_Action item_: Copy nothing but the lines below running from the line containing "TARGET: man in green shirt" through the line containing "POINT: one per instance on the garage door", both end lines included.

_Task input_:
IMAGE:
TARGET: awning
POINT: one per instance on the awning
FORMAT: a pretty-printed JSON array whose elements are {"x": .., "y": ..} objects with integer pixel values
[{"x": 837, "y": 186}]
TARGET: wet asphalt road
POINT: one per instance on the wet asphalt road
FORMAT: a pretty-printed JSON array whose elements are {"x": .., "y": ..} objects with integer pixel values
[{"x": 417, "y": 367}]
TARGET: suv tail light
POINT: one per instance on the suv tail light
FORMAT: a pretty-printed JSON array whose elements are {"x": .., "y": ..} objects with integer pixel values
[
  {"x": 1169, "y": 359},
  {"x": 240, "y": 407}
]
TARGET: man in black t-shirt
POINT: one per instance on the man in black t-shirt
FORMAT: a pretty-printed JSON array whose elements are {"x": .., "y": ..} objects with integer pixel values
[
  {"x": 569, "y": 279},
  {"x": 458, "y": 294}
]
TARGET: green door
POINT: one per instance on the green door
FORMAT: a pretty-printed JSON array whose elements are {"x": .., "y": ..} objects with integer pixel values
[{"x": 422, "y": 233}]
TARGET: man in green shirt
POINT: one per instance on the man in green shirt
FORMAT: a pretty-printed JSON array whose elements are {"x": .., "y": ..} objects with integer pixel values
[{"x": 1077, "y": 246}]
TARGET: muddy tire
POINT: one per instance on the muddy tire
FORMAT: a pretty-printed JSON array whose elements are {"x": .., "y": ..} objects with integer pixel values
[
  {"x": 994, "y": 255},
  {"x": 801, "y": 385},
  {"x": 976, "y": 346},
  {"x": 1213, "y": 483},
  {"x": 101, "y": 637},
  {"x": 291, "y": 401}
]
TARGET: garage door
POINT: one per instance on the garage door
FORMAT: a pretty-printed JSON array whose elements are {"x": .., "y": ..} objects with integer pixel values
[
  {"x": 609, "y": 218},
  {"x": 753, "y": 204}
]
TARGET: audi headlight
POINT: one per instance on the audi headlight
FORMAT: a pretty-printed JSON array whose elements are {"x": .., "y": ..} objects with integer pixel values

_Result of this exercise_:
TARGET: man in green shirt
POINT: one per instance on the man in green shirt
FORMAT: a pretty-printed JSON array whose elements are {"x": .., "y": ..} objects with integer pixel values
[{"x": 1077, "y": 246}]
TARGET: muddy tire
POINT: one per instance on the muddy tire
FORMAT: a pretty-printed JSON array whose elements are {"x": .., "y": ..} objects with integer pixel values
[
  {"x": 994, "y": 255},
  {"x": 801, "y": 385},
  {"x": 976, "y": 346},
  {"x": 1213, "y": 483},
  {"x": 101, "y": 637},
  {"x": 291, "y": 401}
]
TARGET: garage door
POINT: one per instance on the garage door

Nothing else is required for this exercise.